Answer these questions from the passage on modern medicine and healthspan:
(a) How many years ago does the writer say they qualified?
(b) According to the passage, what effect does HIV now have on lifespan with effective antiviral treatments?
(c) What goal does the passage set for people who grow old with access to modern medicine?

--- Supplied passage Enclosed Below ---

Written by: Dr Tim Trodd (Functional Medicine)
Modern medicine is very effective at detecting and treating disease. When I qualified 45 years ago coronary artery disease presented with a coronary event (angina or a heart attack) that was fatal or, if the patient survived, required bypass surgery, a huge operation. Now CT Angiogram is readily available, and stenting is now a routine almost minor procedure. Until recently AIDS was invariably fatal but now with effective antiviral treatments HIV hardly shortens lifespan. For some previously fatal cancers biologicals and gene analysis have been a breakthrough, there is a chance of cure. Metabolic disease, such as obesity and diabetes now have an array of treatments that can manage and sometimes even reverse these problems. The liquid biopsy MCES tests, such Lucence Insight, will revolutionize screening for cancer
More and more people who have access to modern medicine (it is expensive) will grow old and require some form of assisted living or care. Our goal has to be to delay loss of function and to extend our healthspan, enjoy our lives, be healthy, productive and delay the need for assistance as far as possible. It is the life in your years and the years in your life.

--- End of Enclosed Supplied passage ---
--- Information shown Enclosed Below ---

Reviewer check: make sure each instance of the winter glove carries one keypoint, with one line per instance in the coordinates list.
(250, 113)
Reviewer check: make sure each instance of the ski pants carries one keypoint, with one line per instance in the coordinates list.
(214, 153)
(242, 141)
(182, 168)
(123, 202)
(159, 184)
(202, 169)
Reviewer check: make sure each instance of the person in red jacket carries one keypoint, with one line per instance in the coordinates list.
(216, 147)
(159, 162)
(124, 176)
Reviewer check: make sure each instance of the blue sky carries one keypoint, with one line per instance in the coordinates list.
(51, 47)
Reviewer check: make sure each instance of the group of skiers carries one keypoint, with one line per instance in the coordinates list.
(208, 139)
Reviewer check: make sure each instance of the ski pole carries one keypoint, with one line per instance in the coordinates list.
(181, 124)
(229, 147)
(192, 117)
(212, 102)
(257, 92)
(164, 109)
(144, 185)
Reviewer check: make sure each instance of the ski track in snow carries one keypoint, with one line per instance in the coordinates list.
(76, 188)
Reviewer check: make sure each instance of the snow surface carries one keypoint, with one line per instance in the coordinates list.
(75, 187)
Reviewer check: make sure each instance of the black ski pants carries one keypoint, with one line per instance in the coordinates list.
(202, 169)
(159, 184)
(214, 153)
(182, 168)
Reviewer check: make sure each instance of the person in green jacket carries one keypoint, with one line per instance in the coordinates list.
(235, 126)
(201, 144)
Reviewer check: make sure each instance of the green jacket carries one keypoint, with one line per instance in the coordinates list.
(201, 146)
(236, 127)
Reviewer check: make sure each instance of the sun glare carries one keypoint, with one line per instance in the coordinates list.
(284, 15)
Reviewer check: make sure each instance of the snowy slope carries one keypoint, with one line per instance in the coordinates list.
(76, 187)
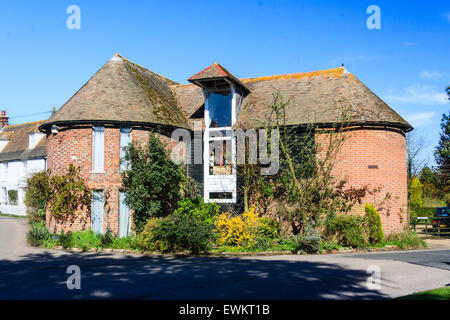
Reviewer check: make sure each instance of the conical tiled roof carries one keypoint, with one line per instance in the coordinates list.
(314, 98)
(122, 91)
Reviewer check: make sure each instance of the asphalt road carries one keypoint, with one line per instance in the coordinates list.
(31, 273)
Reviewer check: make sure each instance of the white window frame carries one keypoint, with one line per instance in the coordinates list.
(98, 149)
(123, 165)
(218, 180)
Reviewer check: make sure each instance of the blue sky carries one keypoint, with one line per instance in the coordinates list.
(406, 62)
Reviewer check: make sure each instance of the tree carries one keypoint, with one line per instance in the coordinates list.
(308, 192)
(442, 155)
(152, 182)
(415, 160)
(429, 180)
(416, 194)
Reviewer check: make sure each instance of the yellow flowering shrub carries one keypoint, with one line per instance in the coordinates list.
(239, 231)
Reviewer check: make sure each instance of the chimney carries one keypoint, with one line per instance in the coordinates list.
(3, 120)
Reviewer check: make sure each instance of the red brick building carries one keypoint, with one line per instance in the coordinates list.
(123, 101)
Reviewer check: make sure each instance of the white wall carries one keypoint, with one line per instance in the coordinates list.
(13, 176)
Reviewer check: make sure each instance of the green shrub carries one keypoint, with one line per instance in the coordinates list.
(422, 212)
(153, 181)
(404, 240)
(175, 233)
(308, 242)
(37, 194)
(107, 239)
(86, 240)
(130, 243)
(66, 240)
(38, 234)
(196, 208)
(347, 230)
(269, 228)
(329, 246)
(12, 196)
(146, 241)
(68, 193)
(375, 227)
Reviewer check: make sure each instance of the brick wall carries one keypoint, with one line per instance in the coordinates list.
(74, 146)
(376, 158)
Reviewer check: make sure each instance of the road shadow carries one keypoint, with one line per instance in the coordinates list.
(108, 276)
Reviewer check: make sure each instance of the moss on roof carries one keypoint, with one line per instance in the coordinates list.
(122, 91)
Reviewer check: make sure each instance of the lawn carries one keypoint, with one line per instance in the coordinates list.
(435, 294)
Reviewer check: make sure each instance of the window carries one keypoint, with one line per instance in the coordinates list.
(124, 216)
(220, 109)
(125, 139)
(97, 211)
(98, 149)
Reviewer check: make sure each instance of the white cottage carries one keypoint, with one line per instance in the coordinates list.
(23, 151)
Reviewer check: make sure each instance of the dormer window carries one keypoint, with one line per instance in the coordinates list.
(220, 113)
(33, 139)
(224, 95)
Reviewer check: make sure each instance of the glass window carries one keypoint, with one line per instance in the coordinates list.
(220, 109)
(97, 211)
(125, 139)
(98, 149)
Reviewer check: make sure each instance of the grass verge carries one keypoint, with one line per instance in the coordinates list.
(435, 294)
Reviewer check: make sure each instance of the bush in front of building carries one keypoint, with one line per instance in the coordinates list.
(239, 231)
(152, 183)
(176, 233)
(197, 208)
(38, 234)
(37, 195)
(374, 225)
(307, 242)
(347, 230)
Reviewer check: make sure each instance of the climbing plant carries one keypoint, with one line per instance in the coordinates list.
(68, 193)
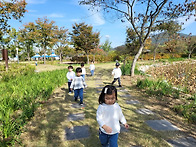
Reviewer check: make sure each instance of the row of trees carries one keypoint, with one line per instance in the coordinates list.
(46, 35)
(153, 15)
(144, 15)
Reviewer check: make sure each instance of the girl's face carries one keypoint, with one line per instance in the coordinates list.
(70, 69)
(110, 99)
(78, 74)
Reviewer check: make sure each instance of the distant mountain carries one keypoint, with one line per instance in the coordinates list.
(164, 38)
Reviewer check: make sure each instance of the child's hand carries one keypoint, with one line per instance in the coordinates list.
(107, 129)
(126, 126)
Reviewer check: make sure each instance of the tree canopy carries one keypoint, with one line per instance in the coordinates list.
(11, 9)
(143, 15)
(83, 38)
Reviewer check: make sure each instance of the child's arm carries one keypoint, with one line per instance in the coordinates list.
(113, 72)
(107, 129)
(84, 83)
(122, 119)
(72, 85)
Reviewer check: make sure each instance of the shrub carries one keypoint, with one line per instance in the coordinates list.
(159, 88)
(23, 94)
(127, 68)
(16, 70)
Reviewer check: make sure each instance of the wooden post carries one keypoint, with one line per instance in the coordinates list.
(5, 57)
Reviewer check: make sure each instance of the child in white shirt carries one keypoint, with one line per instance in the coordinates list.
(109, 115)
(92, 68)
(70, 77)
(117, 74)
(83, 70)
(78, 85)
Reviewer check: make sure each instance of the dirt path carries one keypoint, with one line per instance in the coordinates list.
(47, 127)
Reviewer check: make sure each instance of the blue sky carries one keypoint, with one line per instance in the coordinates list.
(67, 12)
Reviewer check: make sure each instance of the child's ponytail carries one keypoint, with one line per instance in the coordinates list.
(108, 89)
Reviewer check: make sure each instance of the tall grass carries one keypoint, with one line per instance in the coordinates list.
(161, 88)
(15, 70)
(20, 97)
(188, 110)
(127, 68)
(158, 87)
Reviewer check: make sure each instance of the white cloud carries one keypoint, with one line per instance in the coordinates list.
(55, 15)
(186, 21)
(75, 20)
(32, 11)
(97, 19)
(107, 36)
(36, 1)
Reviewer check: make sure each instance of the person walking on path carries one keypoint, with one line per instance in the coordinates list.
(92, 68)
(109, 115)
(78, 85)
(70, 76)
(83, 70)
(117, 74)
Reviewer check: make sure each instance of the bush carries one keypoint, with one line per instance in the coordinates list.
(16, 70)
(188, 111)
(127, 68)
(159, 88)
(23, 94)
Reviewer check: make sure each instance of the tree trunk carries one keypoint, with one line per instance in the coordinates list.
(189, 56)
(87, 58)
(124, 62)
(136, 58)
(94, 57)
(44, 56)
(5, 57)
(154, 57)
(28, 56)
(60, 57)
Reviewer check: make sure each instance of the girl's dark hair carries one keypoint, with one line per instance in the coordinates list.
(70, 67)
(108, 89)
(78, 69)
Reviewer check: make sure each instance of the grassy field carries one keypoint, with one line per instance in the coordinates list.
(47, 128)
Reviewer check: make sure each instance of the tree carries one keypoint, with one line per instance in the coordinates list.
(61, 40)
(153, 12)
(84, 39)
(124, 52)
(106, 46)
(27, 37)
(9, 10)
(191, 44)
(45, 32)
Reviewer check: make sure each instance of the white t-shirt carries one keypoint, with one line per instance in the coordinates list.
(83, 71)
(92, 67)
(70, 75)
(116, 72)
(110, 115)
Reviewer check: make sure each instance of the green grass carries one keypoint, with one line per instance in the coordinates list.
(50, 129)
(23, 95)
(161, 88)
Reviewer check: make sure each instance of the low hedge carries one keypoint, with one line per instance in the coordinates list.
(20, 97)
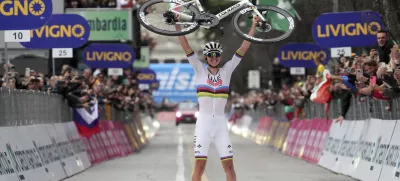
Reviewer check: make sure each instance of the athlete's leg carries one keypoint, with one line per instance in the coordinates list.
(201, 144)
(225, 150)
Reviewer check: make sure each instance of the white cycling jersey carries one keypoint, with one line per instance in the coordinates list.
(212, 94)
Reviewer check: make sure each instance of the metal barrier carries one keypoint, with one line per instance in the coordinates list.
(25, 107)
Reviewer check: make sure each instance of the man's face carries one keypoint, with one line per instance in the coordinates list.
(382, 39)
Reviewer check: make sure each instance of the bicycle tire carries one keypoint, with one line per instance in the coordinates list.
(245, 36)
(141, 18)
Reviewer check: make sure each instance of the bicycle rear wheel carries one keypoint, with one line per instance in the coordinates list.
(280, 23)
(148, 17)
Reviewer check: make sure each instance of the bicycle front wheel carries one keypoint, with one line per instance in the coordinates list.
(168, 18)
(278, 26)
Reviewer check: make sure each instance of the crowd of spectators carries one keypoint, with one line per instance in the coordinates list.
(375, 75)
(81, 90)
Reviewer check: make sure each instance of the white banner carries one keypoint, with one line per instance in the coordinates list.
(369, 145)
(391, 166)
(348, 160)
(330, 155)
(45, 146)
(8, 166)
(80, 147)
(253, 79)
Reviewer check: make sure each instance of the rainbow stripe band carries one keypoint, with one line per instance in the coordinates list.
(190, 53)
(227, 158)
(200, 157)
(239, 54)
(208, 91)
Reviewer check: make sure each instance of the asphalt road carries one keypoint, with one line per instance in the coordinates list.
(169, 157)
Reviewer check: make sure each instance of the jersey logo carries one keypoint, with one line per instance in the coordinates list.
(214, 80)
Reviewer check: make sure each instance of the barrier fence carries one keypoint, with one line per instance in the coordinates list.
(365, 146)
(39, 141)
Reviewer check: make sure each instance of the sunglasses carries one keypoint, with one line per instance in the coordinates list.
(214, 54)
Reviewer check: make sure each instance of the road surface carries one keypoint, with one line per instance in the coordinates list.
(169, 157)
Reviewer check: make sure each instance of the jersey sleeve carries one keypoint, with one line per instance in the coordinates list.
(234, 62)
(194, 61)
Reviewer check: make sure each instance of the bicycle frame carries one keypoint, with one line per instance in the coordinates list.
(220, 15)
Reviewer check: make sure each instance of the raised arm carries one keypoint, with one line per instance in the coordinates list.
(246, 44)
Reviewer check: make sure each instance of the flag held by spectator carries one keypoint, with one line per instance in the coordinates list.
(87, 123)
(321, 92)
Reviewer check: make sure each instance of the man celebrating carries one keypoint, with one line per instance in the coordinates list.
(212, 93)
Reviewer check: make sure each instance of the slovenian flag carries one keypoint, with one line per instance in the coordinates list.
(86, 122)
(321, 93)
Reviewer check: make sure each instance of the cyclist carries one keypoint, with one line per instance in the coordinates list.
(212, 92)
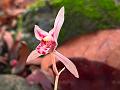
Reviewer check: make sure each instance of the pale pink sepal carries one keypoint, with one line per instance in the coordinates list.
(68, 64)
(39, 33)
(58, 23)
(33, 55)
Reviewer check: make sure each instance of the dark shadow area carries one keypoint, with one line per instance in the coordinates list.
(93, 76)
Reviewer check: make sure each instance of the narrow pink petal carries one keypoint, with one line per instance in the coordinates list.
(54, 63)
(39, 33)
(58, 23)
(69, 65)
(33, 55)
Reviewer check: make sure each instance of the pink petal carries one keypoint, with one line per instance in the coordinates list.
(39, 33)
(69, 65)
(58, 24)
(33, 55)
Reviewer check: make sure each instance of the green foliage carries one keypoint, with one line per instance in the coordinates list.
(83, 16)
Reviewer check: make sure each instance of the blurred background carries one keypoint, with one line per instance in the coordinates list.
(18, 17)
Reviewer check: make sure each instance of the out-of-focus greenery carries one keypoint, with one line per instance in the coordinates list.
(81, 16)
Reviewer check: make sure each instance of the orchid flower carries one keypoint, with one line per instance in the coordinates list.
(48, 45)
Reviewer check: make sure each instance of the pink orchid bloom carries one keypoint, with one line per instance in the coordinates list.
(48, 44)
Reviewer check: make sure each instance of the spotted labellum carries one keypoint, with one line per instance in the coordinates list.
(48, 45)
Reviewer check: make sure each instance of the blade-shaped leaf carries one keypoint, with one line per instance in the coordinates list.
(39, 33)
(58, 24)
(33, 55)
(69, 65)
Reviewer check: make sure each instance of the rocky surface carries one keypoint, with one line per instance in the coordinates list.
(13, 82)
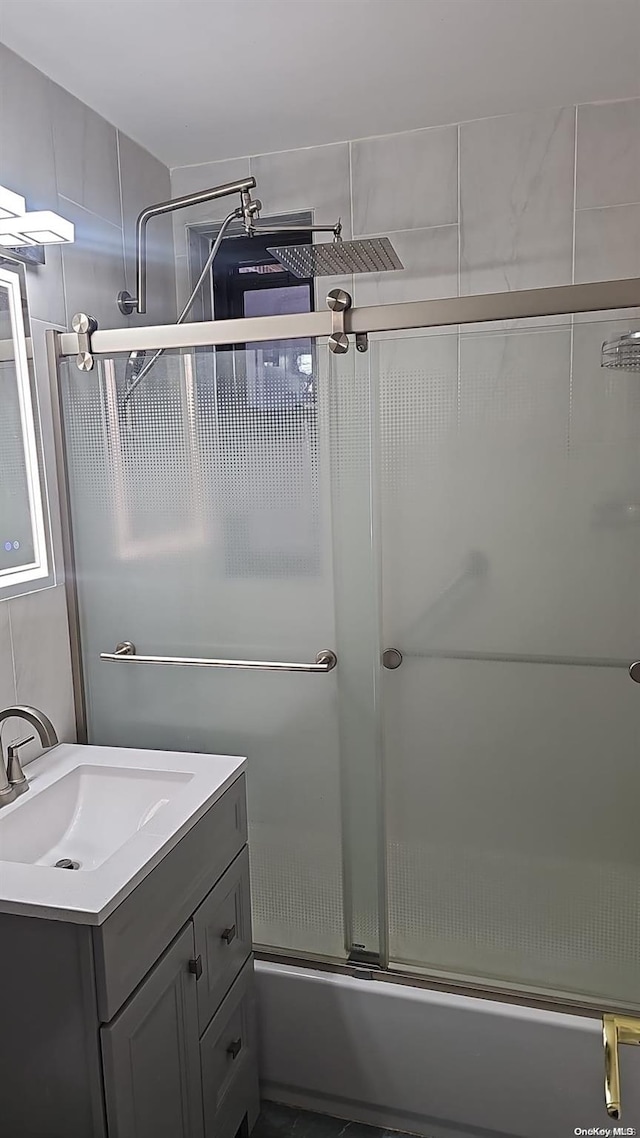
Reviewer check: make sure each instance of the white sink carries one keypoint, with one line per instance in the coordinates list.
(113, 813)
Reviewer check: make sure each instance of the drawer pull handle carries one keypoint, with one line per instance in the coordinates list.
(196, 966)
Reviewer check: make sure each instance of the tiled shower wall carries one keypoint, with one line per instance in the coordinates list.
(60, 155)
(509, 203)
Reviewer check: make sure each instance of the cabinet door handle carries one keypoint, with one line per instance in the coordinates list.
(196, 966)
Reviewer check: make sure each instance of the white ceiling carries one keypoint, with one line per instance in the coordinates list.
(196, 80)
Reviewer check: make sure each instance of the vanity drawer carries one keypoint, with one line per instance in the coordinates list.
(131, 939)
(223, 936)
(228, 1052)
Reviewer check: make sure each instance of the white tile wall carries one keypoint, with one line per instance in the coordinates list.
(405, 181)
(60, 155)
(516, 201)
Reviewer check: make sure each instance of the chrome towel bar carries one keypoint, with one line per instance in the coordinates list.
(325, 660)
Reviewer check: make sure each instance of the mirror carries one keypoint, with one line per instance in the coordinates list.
(23, 533)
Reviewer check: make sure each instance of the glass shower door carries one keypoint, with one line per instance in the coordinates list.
(509, 510)
(202, 526)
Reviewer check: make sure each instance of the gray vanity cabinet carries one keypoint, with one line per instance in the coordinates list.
(150, 1054)
(223, 936)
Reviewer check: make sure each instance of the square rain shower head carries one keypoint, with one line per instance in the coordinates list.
(338, 258)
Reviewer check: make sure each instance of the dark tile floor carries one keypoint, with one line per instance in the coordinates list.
(277, 1121)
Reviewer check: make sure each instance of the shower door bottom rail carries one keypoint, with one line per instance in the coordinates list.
(125, 651)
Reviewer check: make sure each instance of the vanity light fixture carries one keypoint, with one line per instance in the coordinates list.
(42, 227)
(11, 205)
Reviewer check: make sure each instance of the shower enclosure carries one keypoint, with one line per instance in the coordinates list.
(454, 512)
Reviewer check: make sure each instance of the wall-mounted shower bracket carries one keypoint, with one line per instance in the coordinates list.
(338, 301)
(83, 326)
(616, 1029)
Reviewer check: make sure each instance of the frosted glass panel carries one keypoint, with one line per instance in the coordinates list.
(202, 528)
(510, 533)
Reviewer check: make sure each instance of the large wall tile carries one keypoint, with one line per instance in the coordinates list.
(26, 137)
(27, 165)
(93, 266)
(516, 184)
(145, 182)
(316, 179)
(405, 181)
(607, 244)
(42, 657)
(44, 283)
(38, 330)
(431, 269)
(608, 154)
(85, 146)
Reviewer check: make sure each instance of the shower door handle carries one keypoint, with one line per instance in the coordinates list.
(325, 661)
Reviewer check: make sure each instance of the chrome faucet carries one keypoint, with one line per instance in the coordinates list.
(13, 778)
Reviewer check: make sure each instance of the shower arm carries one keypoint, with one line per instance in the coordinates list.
(138, 303)
(236, 214)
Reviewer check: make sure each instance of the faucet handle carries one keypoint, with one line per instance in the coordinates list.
(19, 742)
(15, 773)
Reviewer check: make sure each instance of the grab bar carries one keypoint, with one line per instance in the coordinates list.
(325, 660)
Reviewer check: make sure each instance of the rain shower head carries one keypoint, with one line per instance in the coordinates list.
(338, 258)
(623, 352)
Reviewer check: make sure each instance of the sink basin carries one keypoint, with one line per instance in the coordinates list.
(87, 815)
(109, 813)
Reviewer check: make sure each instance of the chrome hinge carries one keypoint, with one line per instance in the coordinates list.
(338, 301)
(83, 327)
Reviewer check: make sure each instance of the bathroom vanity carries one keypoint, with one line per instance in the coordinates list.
(126, 987)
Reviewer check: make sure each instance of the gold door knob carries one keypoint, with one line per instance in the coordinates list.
(616, 1029)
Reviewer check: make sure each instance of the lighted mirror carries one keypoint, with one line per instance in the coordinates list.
(24, 559)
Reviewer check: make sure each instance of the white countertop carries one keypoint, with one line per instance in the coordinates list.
(89, 895)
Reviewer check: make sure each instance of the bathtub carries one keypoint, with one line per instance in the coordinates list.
(434, 1063)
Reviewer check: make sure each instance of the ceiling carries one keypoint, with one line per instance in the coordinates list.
(197, 80)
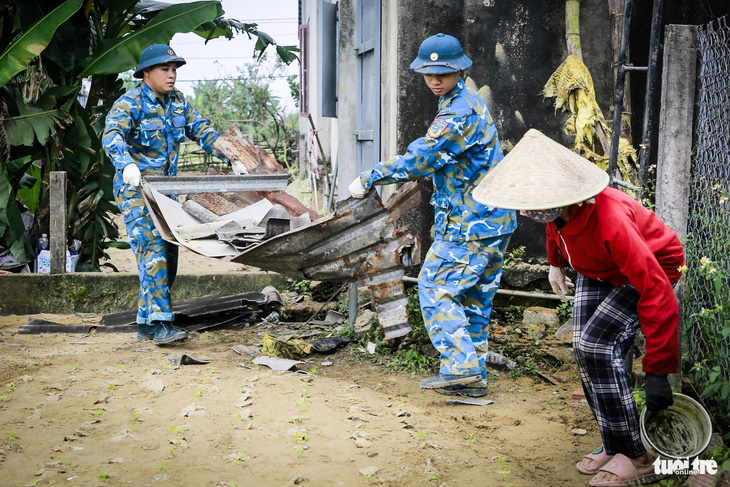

--- End of Enclosed Information shown ---

**Response**
(a) 45 years ago.
(b) HIV hardly shortens lifespan.
(c) To delay loss of function and extend healthspan: to enjoy life, be healthy and productive, and delay the need for assistance as far as possible.